**What the exercise asks:** Reproduce the stretch of data from the line containing "point: distant car" through the end, requests included, with every coordinate in the answers multiplied by 2.25 and rounded to a whole number, halves rounded up. Output only those lines.

— start of Provided records —

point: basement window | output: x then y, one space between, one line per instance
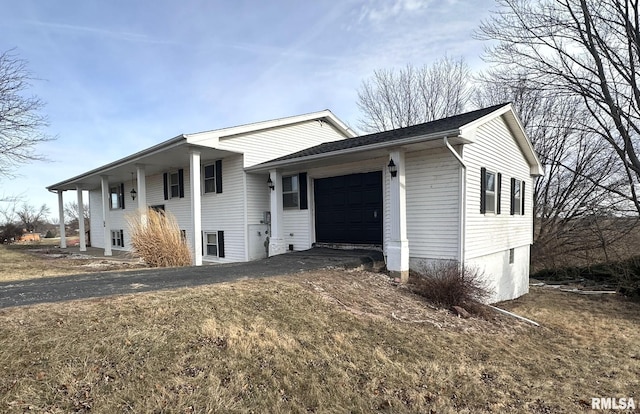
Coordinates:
117 238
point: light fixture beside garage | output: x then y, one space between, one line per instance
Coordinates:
393 170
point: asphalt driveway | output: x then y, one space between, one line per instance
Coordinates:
83 286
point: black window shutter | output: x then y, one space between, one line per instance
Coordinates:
302 182
165 181
513 196
181 182
221 244
522 198
219 176
483 190
498 193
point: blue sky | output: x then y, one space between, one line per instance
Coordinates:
119 76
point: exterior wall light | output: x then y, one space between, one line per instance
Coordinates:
393 170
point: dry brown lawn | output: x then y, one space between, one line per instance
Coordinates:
32 261
327 341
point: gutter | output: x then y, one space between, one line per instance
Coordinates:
463 197
265 166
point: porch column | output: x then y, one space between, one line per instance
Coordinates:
196 207
142 192
81 230
398 248
63 237
106 225
276 238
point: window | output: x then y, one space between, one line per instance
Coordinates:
488 190
213 244
116 197
290 193
117 238
174 185
209 179
517 197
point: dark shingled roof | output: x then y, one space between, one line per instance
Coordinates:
433 127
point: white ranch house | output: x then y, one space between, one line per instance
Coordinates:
458 188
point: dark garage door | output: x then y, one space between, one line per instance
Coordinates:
349 209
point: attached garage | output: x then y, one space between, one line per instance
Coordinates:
349 209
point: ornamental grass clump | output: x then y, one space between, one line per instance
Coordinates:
156 238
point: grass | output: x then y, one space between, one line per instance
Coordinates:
37 260
330 341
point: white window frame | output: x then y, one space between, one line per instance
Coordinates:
117 238
170 185
212 178
206 244
295 190
492 193
517 201
115 192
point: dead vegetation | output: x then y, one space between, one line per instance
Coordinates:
327 341
32 261
156 238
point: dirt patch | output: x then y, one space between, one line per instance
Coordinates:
375 295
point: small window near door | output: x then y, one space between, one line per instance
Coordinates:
117 238
174 185
290 192
211 244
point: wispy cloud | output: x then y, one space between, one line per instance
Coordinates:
103 33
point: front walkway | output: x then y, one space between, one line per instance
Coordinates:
85 286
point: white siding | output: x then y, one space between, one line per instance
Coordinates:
496 150
433 206
296 228
268 144
507 281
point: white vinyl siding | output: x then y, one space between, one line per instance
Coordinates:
433 204
496 150
225 211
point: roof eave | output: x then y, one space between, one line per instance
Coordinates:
163 146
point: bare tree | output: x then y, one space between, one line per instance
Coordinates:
587 49
583 187
21 122
410 96
32 217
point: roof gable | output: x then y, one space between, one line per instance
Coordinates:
462 125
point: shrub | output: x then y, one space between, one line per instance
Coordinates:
449 284
157 239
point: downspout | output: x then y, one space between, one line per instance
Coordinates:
463 198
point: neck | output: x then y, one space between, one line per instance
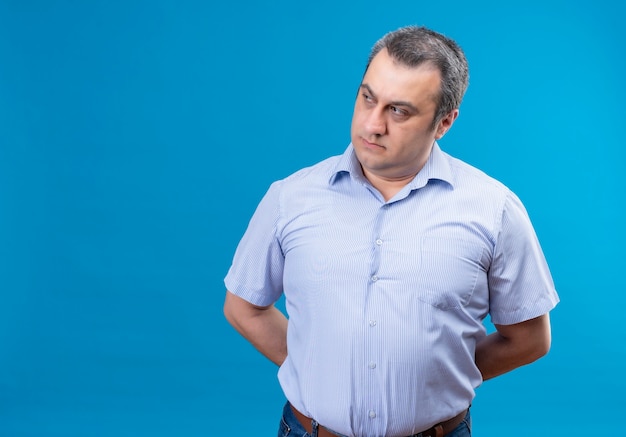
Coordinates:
388 187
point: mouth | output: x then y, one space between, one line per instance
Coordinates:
370 145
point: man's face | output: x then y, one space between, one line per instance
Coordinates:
392 131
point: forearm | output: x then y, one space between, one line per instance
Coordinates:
264 327
512 347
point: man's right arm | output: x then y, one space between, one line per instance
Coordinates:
264 327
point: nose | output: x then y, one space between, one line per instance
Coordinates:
375 122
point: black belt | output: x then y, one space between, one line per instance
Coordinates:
439 430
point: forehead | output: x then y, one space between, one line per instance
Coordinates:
391 80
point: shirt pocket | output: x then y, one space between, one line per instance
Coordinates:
449 271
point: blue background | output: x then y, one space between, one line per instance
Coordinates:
136 139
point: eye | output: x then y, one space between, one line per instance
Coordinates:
397 111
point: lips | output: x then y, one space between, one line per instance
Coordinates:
370 145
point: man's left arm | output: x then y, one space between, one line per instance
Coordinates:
513 346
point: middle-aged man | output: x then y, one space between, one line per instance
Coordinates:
390 257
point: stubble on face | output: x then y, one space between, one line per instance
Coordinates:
392 125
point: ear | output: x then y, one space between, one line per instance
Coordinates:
445 124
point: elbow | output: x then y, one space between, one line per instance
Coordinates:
541 346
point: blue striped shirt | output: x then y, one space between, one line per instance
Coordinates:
386 299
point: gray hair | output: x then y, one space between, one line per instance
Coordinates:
414 46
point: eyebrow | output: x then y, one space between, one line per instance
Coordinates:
394 103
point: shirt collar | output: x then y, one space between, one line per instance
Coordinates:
437 167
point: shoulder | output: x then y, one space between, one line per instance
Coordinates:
314 176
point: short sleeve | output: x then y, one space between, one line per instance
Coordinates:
520 283
256 273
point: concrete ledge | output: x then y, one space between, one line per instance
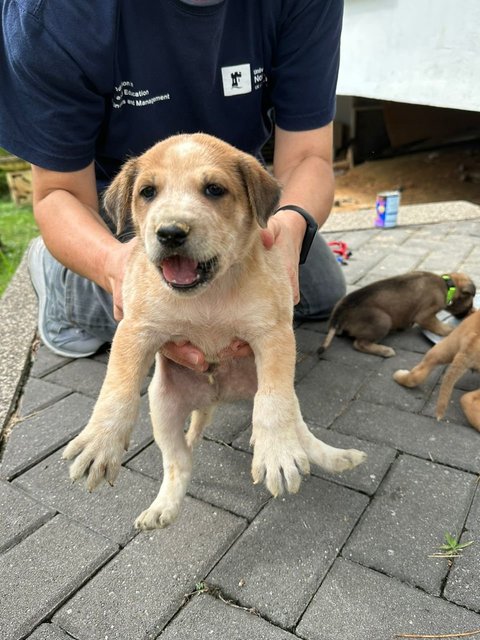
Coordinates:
18 320
412 214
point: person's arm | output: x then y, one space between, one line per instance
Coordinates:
66 210
303 165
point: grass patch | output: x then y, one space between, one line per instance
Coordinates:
17 228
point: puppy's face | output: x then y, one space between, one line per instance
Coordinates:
462 303
196 203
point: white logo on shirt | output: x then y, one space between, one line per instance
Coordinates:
126 93
236 80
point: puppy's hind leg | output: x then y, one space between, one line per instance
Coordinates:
330 458
441 353
452 375
375 349
200 419
470 403
168 414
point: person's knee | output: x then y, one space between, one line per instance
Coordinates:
322 283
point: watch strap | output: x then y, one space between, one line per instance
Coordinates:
311 230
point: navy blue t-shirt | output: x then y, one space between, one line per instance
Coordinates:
106 79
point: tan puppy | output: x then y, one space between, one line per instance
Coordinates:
462 350
200 273
370 313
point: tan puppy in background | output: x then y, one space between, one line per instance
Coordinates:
200 273
372 312
462 350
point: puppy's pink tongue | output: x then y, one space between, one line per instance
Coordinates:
179 270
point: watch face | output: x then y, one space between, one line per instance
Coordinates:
311 230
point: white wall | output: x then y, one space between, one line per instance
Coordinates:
416 51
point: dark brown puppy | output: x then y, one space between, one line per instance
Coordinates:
462 350
370 313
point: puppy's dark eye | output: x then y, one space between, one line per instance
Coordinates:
148 193
214 190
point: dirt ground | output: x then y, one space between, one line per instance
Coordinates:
449 173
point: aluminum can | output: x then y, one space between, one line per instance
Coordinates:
386 208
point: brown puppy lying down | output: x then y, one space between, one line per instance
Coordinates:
370 313
462 350
200 273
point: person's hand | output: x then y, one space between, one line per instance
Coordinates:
280 234
115 266
187 355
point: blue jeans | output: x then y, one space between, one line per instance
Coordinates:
82 303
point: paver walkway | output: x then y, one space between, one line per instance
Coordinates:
347 558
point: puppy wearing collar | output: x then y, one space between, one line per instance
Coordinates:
461 350
372 312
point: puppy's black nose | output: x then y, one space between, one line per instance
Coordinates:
173 234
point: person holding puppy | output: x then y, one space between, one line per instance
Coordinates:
87 85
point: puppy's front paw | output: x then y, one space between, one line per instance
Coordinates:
402 376
98 454
159 514
280 462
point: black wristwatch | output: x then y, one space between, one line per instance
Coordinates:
311 230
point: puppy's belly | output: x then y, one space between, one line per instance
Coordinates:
231 380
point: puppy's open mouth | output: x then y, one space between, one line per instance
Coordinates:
181 272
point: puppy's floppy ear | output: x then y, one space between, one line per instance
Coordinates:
262 189
117 199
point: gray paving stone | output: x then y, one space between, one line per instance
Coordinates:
48 632
356 603
407 520
84 375
19 515
327 390
341 350
446 257
38 394
382 388
43 570
278 563
44 362
205 617
108 510
462 582
393 264
35 438
454 411
138 592
221 476
443 442
366 477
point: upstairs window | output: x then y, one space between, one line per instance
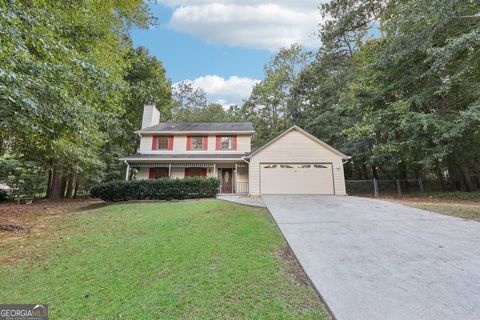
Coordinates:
226 143
162 143
197 143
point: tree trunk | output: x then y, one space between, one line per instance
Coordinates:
365 172
49 183
439 173
64 184
75 191
70 186
467 178
453 176
56 189
374 171
402 173
386 173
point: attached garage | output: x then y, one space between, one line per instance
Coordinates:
296 163
296 178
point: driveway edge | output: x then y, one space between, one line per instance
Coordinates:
330 311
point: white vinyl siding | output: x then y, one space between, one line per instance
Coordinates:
295 147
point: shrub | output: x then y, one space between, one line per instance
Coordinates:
157 189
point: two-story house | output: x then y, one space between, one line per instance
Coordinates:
293 163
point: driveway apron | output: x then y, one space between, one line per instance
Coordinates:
372 259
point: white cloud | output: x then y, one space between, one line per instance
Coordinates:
225 91
250 23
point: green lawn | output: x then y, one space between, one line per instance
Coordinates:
460 210
199 259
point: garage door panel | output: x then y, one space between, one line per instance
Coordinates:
294 178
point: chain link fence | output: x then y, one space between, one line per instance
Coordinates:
392 187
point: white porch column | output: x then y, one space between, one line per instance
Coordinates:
127 172
235 180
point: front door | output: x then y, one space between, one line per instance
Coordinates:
227 180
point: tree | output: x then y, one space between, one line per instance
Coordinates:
62 80
271 100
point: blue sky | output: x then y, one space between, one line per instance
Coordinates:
222 45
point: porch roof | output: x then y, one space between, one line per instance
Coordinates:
184 156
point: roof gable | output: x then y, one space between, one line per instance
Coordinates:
186 127
308 135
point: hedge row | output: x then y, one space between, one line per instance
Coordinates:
157 189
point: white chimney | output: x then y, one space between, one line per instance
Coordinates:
151 116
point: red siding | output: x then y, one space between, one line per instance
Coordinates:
151 173
154 142
205 143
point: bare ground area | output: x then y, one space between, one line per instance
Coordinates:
20 221
465 209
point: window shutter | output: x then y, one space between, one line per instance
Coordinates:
151 173
154 142
205 143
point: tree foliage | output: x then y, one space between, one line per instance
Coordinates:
68 76
395 84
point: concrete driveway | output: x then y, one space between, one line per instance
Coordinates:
373 259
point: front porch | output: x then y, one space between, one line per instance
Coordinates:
233 175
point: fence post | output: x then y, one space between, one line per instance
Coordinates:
375 187
420 185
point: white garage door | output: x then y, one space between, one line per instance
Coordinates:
296 178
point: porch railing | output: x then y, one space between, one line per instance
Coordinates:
239 187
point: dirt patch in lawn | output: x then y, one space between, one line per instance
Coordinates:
18 220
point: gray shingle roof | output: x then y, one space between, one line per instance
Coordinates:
226 156
200 127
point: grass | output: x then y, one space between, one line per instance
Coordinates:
457 195
460 210
190 260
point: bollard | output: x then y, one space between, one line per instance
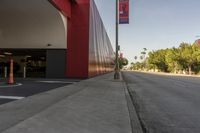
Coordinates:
5 72
11 78
24 72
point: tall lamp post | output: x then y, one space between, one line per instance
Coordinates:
116 75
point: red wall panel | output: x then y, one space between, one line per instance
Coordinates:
78 40
89 52
63 5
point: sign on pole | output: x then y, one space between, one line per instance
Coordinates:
123 11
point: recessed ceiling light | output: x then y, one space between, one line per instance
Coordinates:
2 55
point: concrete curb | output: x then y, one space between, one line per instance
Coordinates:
135 123
98 105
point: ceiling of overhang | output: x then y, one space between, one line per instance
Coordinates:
31 24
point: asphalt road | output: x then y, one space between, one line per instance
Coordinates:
28 87
165 104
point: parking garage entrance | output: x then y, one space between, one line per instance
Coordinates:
33 62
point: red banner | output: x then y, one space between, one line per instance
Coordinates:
123 11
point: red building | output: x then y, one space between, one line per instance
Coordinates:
68 38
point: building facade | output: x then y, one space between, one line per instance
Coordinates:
54 38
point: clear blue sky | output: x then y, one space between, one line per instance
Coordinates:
154 24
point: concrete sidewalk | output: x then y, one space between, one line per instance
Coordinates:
96 105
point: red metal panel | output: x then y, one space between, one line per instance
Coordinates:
89 51
78 40
101 54
63 5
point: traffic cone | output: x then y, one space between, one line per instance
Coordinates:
11 78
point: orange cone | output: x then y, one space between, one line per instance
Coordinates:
11 78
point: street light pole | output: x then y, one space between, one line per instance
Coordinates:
116 75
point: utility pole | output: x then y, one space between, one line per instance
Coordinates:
116 75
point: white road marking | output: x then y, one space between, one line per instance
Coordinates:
11 97
52 82
7 85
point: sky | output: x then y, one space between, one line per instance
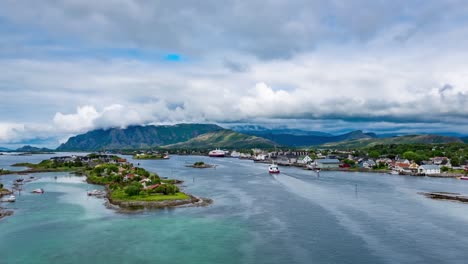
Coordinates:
70 66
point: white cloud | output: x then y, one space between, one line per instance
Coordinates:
331 63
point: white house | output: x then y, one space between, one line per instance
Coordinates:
367 164
304 159
429 169
235 154
327 163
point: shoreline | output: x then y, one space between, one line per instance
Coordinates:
446 196
138 206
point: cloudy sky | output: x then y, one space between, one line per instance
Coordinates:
69 66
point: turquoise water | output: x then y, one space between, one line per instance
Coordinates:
293 217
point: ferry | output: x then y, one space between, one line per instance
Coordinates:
217 153
273 168
10 199
40 190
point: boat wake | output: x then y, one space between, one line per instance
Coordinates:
342 205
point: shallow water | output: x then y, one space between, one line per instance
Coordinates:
293 217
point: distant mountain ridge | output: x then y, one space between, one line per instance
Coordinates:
29 148
136 137
312 140
224 139
259 130
214 136
407 139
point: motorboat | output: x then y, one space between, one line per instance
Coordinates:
273 168
40 191
10 199
96 193
217 153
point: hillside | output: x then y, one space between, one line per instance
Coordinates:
259 130
136 137
28 148
313 140
224 139
409 139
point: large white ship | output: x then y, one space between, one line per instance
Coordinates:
217 153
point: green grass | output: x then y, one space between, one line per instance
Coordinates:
149 157
120 195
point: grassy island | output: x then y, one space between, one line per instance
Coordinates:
151 156
126 185
200 165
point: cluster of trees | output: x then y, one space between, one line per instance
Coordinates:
456 152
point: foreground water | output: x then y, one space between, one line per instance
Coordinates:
293 217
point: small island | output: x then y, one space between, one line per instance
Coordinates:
151 155
201 165
127 186
446 196
3 192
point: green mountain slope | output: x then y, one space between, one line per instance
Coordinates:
28 148
224 139
136 137
311 140
409 139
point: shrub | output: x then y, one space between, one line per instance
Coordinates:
133 189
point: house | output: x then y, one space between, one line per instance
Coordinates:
327 163
154 186
304 159
260 157
440 160
413 167
235 154
144 182
405 161
367 164
429 169
401 166
129 176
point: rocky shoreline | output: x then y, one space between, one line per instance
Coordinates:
4 213
136 206
446 196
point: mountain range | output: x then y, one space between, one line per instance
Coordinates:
304 140
206 136
136 137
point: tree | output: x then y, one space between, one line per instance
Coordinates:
133 189
374 154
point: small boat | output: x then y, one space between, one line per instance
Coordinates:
40 190
10 199
273 168
96 193
217 153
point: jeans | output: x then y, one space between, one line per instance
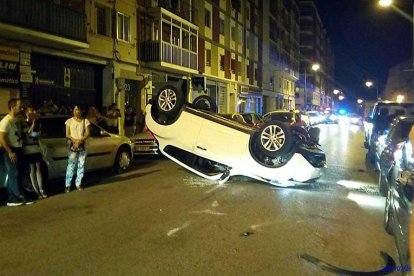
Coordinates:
14 192
76 160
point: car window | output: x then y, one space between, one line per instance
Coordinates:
401 130
95 131
283 117
53 127
248 118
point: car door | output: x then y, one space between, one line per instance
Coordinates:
402 205
220 142
54 145
101 147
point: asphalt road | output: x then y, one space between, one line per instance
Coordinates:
159 219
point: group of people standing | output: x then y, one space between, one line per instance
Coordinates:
20 149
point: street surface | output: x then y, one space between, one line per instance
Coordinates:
159 219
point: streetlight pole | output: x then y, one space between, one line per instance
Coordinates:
305 96
388 3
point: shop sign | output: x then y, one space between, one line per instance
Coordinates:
44 81
9 79
9 54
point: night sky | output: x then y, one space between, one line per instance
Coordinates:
367 41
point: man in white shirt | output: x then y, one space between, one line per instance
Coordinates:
12 142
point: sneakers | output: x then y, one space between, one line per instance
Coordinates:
28 202
16 203
19 203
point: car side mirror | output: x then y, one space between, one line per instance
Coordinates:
406 178
104 134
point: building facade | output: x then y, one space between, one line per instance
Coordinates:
246 54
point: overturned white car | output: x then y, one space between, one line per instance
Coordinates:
217 148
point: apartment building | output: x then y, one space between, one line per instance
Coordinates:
314 49
280 53
243 53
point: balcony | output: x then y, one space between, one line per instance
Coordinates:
171 43
179 8
42 22
168 54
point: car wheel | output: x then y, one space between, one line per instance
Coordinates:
275 139
388 214
26 182
169 101
205 102
122 160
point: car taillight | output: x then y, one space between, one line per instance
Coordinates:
149 131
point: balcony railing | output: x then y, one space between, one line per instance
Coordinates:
44 16
180 8
153 51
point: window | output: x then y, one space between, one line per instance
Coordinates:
123 27
233 66
233 33
208 57
222 27
207 18
103 20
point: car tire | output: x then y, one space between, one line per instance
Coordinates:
382 186
122 160
169 101
275 139
205 102
388 214
26 182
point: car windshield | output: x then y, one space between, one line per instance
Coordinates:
248 118
279 116
402 130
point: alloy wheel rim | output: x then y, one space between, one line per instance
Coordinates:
273 138
124 160
167 99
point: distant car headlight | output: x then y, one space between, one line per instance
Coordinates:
381 140
354 120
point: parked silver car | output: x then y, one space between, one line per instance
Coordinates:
105 150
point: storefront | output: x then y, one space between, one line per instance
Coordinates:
64 81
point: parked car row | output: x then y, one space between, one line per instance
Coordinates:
387 140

— end of Provided records —

**Reply:**
point: distant car headlight | output: x then y, one space between, one line per instance
Coordinates:
857 315
797 270
point: parked silver car | output: x then y, one space between, one line per instance
Coordinates:
236 338
point: storefront | output: x then y, one space between, one line per instance
Coordinates:
144 182
point: parked car row | output: x then y, one space between, one line per instance
Coordinates:
871 315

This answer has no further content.